Everything from the line containing "In this picture, where can the distant" to the final line of the records below should be given again exactly, and nothing else.
§ §
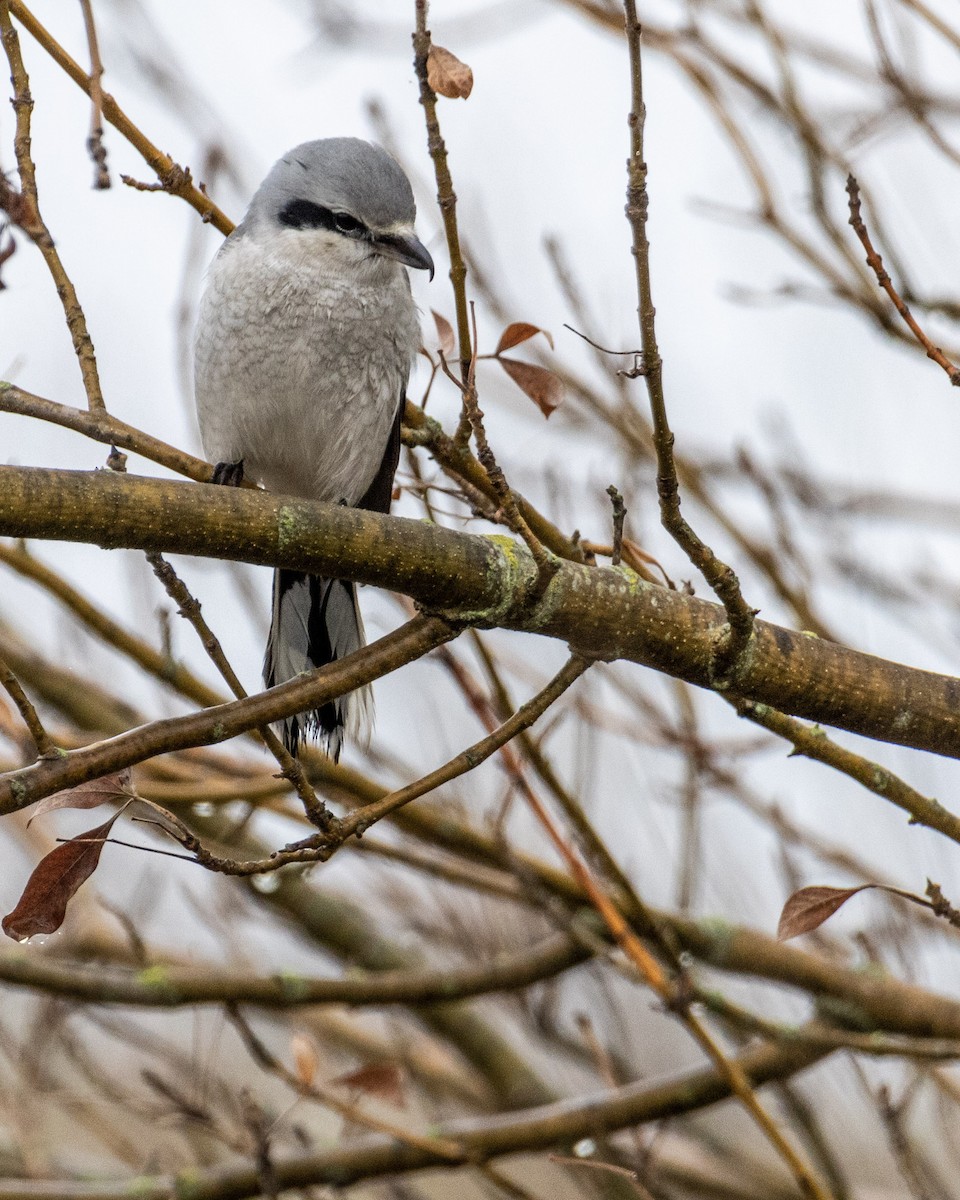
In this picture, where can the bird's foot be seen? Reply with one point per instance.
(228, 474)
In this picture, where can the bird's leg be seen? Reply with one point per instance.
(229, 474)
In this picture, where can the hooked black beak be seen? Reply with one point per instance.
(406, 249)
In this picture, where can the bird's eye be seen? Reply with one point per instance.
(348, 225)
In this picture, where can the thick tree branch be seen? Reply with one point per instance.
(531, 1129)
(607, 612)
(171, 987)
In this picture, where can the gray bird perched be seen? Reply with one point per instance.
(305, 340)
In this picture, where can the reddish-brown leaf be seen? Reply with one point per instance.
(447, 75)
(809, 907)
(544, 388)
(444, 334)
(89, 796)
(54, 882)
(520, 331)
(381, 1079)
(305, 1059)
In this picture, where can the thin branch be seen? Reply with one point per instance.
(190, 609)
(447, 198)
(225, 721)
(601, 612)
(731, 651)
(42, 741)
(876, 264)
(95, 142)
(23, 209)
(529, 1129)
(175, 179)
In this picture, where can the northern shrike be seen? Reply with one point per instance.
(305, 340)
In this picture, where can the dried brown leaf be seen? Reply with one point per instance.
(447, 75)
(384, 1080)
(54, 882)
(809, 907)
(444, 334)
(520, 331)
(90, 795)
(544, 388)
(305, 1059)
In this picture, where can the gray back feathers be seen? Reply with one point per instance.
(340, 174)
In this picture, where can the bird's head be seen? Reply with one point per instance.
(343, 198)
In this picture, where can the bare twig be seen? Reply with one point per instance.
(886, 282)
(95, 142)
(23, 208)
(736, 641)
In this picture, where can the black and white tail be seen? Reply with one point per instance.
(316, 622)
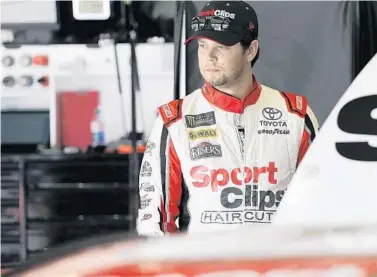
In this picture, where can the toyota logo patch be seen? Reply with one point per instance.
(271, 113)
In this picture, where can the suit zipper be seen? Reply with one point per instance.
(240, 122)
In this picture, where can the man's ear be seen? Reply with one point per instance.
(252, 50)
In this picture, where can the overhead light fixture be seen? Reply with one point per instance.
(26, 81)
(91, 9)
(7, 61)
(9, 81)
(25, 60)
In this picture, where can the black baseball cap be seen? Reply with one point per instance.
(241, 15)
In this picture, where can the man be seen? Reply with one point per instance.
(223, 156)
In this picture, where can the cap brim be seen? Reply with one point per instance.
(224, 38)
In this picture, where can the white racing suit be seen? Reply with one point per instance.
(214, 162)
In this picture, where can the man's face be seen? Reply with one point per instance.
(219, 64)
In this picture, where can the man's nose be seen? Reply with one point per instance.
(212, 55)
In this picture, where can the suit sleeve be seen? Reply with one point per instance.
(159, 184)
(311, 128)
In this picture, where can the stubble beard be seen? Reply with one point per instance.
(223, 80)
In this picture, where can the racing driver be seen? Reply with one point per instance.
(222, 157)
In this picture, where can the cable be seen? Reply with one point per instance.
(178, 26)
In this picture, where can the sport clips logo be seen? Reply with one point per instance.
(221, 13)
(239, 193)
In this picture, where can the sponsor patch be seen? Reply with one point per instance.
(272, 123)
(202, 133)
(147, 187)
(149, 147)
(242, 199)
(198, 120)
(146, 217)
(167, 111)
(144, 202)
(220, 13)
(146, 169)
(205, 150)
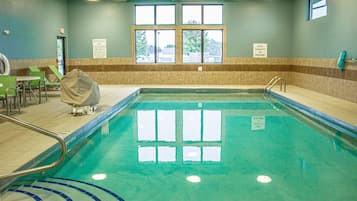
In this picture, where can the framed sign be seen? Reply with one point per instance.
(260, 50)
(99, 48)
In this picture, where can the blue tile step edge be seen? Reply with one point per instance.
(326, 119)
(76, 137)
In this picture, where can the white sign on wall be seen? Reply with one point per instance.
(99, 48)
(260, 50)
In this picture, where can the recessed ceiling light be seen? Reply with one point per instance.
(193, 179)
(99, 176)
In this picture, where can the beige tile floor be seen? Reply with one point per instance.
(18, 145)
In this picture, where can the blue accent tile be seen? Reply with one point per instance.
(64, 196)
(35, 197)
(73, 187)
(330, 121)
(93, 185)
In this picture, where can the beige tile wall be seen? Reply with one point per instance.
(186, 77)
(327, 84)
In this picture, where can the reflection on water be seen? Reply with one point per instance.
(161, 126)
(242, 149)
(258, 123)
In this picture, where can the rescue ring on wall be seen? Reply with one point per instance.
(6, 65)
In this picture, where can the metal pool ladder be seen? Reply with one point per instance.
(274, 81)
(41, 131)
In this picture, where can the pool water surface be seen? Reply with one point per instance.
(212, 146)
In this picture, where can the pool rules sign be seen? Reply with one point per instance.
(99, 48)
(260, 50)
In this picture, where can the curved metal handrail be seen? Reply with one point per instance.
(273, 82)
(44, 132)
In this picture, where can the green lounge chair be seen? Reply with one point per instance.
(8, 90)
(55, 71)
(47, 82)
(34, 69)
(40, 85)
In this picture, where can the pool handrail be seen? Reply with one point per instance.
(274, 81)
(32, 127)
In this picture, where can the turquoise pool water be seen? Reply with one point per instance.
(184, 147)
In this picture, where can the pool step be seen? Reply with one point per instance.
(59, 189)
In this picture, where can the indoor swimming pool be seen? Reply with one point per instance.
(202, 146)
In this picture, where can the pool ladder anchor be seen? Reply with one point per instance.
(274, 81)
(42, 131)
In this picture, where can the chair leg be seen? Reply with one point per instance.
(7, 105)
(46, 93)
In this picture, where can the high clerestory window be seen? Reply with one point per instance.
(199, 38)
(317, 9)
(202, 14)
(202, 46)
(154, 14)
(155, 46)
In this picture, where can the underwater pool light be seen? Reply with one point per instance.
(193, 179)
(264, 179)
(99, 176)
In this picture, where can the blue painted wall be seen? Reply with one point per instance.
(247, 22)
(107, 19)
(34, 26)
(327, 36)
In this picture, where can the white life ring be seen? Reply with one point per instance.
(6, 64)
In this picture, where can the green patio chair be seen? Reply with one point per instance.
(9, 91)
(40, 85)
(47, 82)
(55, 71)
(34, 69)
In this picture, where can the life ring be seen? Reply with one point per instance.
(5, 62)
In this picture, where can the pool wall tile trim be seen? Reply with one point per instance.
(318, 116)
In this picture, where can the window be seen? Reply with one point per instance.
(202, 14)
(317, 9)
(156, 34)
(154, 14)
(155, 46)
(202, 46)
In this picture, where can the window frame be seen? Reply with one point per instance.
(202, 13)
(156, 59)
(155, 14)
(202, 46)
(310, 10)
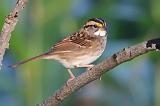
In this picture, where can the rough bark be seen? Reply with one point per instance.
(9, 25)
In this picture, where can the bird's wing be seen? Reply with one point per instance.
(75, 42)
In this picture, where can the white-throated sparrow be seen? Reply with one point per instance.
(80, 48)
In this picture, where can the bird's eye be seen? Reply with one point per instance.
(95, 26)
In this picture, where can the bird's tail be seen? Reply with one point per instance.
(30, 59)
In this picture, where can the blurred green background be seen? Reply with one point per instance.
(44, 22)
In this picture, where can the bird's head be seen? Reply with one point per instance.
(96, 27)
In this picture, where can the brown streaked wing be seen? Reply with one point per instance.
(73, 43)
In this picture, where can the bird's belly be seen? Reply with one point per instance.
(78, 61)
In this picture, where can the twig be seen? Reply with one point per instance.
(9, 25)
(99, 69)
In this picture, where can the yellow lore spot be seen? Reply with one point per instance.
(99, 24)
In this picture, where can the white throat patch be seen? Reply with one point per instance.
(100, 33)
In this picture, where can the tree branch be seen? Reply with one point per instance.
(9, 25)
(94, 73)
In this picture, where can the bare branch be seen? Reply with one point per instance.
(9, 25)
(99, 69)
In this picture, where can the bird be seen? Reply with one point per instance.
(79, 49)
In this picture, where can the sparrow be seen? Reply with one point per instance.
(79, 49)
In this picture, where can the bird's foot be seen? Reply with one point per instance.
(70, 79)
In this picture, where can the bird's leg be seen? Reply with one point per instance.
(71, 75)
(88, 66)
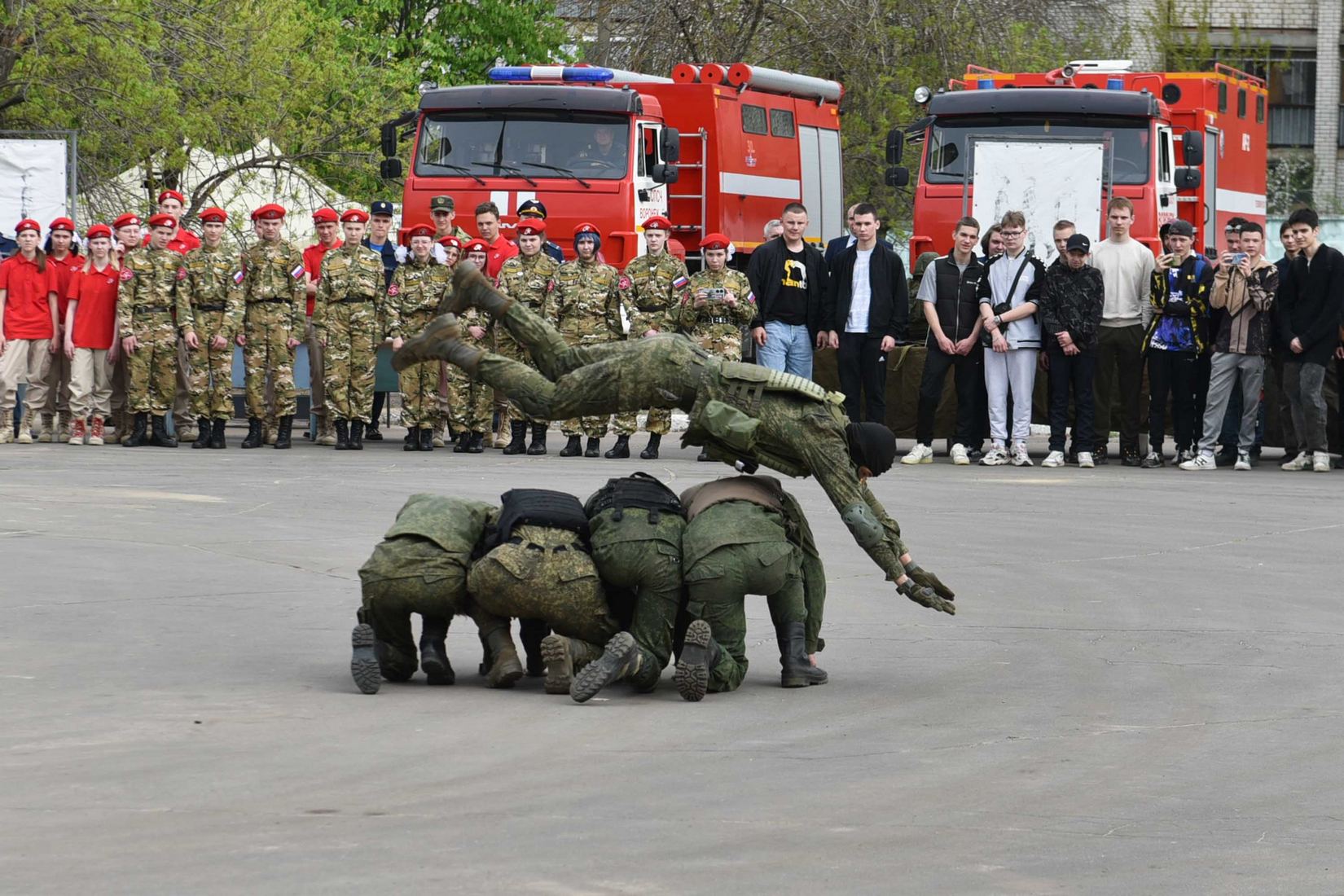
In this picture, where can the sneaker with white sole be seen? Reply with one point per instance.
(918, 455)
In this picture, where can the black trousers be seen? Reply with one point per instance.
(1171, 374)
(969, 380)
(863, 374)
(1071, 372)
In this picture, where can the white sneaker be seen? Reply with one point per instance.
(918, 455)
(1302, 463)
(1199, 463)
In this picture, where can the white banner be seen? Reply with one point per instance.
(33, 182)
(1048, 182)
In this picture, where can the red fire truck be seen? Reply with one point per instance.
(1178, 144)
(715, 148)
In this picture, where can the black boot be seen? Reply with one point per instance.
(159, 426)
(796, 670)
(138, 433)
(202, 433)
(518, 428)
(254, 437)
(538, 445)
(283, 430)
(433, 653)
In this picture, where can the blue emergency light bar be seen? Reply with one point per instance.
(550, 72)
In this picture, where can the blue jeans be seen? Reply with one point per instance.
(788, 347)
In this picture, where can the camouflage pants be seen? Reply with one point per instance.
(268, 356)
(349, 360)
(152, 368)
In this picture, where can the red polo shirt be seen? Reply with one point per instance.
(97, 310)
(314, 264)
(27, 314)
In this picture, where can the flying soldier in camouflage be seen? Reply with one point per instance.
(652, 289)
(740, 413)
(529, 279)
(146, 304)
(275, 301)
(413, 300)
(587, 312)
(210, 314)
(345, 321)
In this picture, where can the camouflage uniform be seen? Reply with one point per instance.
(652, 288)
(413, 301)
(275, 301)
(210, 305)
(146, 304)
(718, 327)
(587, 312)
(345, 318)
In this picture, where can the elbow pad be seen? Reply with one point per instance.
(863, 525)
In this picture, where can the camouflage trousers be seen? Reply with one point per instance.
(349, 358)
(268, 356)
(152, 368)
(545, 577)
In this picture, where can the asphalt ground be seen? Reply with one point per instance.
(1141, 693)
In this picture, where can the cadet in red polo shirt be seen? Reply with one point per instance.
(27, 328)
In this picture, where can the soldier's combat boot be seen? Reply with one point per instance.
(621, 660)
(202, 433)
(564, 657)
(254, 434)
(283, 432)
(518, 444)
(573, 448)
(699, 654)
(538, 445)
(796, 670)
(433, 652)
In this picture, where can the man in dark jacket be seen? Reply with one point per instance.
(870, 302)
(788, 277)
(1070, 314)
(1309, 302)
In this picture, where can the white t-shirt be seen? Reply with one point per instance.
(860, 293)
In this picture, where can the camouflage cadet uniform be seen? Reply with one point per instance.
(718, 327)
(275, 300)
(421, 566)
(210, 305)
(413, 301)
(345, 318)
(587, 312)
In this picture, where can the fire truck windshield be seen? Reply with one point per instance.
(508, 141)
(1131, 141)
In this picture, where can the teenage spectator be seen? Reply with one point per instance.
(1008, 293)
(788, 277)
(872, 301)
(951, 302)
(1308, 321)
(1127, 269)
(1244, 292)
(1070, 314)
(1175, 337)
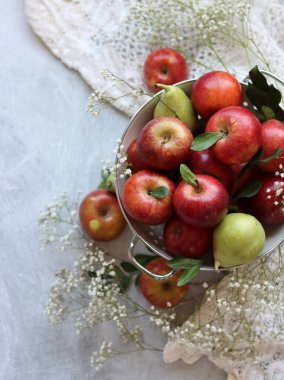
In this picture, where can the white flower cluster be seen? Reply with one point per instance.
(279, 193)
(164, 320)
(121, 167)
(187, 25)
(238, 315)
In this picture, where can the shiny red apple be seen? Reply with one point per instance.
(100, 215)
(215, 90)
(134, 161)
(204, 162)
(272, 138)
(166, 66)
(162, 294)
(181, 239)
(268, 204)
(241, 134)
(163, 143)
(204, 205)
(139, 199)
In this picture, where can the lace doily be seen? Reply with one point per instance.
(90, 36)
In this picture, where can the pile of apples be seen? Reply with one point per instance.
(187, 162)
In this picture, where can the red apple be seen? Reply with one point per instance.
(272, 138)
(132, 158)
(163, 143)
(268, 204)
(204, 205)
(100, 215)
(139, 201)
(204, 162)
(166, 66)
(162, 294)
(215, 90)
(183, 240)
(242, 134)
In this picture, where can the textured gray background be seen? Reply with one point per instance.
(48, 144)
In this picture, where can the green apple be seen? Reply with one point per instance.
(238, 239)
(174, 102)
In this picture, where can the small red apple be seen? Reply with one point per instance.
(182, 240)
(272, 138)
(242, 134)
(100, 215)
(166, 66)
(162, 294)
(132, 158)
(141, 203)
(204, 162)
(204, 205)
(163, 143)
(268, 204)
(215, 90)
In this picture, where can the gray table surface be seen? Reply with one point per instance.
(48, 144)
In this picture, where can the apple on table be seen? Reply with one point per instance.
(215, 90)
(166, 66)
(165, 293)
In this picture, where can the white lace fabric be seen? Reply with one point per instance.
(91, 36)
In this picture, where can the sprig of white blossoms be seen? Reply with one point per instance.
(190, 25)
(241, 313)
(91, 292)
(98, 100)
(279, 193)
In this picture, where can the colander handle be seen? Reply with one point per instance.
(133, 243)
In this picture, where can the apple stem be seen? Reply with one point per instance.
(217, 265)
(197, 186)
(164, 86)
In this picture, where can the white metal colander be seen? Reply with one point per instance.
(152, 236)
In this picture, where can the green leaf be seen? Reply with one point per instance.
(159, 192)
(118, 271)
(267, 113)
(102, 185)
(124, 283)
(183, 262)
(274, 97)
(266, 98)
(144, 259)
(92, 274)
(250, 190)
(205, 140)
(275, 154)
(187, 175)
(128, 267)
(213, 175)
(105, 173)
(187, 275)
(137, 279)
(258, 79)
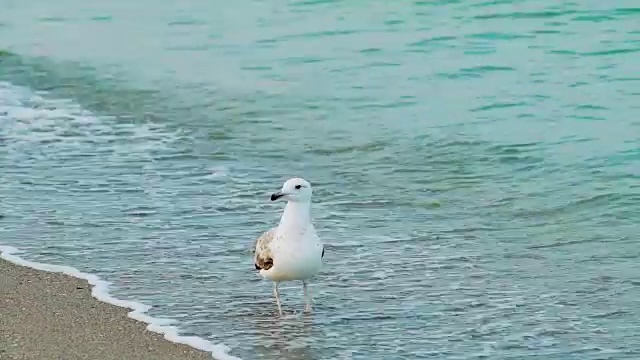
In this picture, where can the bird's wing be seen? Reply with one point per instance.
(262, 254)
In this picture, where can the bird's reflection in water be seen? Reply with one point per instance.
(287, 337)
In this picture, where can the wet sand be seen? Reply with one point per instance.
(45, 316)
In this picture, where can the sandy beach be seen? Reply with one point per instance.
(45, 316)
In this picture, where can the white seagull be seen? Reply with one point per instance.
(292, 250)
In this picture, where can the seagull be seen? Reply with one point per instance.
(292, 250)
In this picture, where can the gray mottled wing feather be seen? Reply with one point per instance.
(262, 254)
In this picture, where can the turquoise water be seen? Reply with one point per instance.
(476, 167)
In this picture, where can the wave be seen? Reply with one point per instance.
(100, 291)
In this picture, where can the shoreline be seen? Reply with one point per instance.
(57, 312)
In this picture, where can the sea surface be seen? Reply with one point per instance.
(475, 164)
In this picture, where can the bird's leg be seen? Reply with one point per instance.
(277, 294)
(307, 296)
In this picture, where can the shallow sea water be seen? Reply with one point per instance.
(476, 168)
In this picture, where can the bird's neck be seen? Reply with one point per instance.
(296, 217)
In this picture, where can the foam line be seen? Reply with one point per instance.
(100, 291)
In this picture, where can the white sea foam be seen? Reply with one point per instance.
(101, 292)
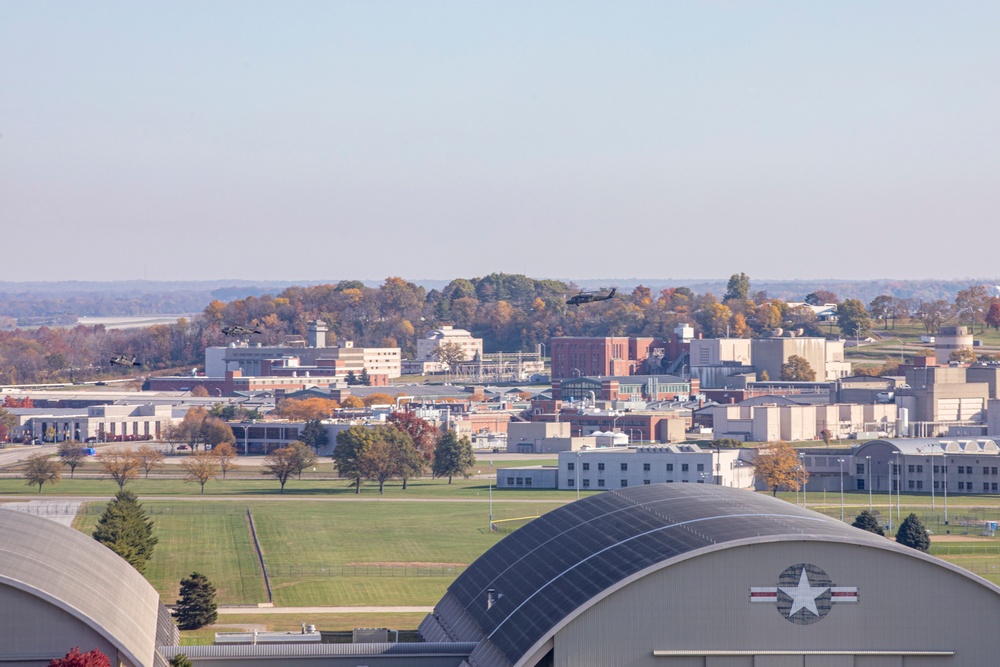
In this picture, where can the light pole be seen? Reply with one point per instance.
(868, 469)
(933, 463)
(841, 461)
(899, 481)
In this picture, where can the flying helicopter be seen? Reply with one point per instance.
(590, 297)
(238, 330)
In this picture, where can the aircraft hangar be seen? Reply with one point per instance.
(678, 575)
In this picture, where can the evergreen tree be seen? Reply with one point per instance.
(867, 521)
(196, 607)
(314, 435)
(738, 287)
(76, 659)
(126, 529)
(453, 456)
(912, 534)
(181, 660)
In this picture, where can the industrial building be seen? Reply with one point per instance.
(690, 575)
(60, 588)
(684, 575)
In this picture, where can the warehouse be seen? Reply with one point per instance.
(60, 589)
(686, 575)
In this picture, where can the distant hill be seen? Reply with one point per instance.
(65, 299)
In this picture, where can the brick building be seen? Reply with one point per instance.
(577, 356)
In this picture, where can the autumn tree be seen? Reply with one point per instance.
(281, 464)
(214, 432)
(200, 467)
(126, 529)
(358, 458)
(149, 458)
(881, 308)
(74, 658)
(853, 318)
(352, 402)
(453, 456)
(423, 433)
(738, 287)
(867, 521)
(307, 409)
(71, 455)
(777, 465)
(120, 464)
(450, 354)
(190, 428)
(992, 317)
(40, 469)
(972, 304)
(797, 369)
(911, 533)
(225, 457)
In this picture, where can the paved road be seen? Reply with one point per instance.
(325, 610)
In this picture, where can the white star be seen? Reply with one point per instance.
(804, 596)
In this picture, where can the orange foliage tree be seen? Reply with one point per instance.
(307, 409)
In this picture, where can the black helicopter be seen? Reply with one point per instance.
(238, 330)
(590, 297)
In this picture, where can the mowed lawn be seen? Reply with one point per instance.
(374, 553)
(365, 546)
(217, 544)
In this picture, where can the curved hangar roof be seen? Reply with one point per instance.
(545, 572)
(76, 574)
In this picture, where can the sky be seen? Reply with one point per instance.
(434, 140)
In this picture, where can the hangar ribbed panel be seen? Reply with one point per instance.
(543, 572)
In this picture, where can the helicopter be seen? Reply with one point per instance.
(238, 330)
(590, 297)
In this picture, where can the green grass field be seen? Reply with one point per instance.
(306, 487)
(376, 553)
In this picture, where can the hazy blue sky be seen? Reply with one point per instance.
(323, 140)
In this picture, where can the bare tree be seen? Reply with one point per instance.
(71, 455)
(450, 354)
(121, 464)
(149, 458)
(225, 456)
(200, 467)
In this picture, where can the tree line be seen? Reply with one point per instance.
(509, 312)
§ §
▶ **Reply**
In this picture, where can the distant hill be seen? Reply with one point per instance.
(65, 299)
In this picture, where can the brick building be seen? Reply with one point per instance.
(577, 356)
In this picture, where can the autumn tree be seen? Reply with one point per instance.
(281, 464)
(214, 432)
(200, 467)
(126, 529)
(358, 458)
(149, 458)
(881, 308)
(74, 658)
(853, 318)
(352, 402)
(453, 456)
(423, 433)
(738, 287)
(867, 521)
(307, 409)
(71, 455)
(777, 465)
(120, 464)
(450, 354)
(190, 428)
(992, 317)
(40, 469)
(972, 304)
(797, 369)
(911, 533)
(225, 457)
In this picture, where can the paved road be seen? Reply with one point per instance.
(325, 610)
In this picture, where can the white star be seen? Reply with one point per instance.
(804, 596)
In this picture, where can the orange foliage tree be seen? Reply with one point per instance.
(307, 409)
In this picture, where can the black helicopter be seen? Reply with one point per instance.
(238, 330)
(590, 297)
In this picture, where can the mowed lawn be seen? Reply with one point per instance.
(374, 553)
(365, 546)
(217, 544)
In this picture, where can the curved hangar roof be seen? Reply with one point per instance.
(545, 572)
(76, 574)
In this picture, where can the sky be seen? Reply with one point per instance.
(434, 140)
In this picture, where can the hangar ribbed panel be seen? Reply with one point per instance.
(543, 572)
In this picture, where can the helicopter be seen? Reply with one point per instance.
(238, 330)
(590, 297)
In this picture, where can the green grass field be seen? Reply with one point per instance.
(306, 487)
(376, 553)
In this picture, where can the hazy blue sky be seen? Reply with one point per instance.
(323, 140)
In this picture, where can the bare tree be seen? Reply with one point per instance.
(71, 455)
(450, 354)
(121, 464)
(149, 458)
(225, 456)
(200, 467)
In this picture, where can the tree line be seen? Reply with one point per instance.
(509, 312)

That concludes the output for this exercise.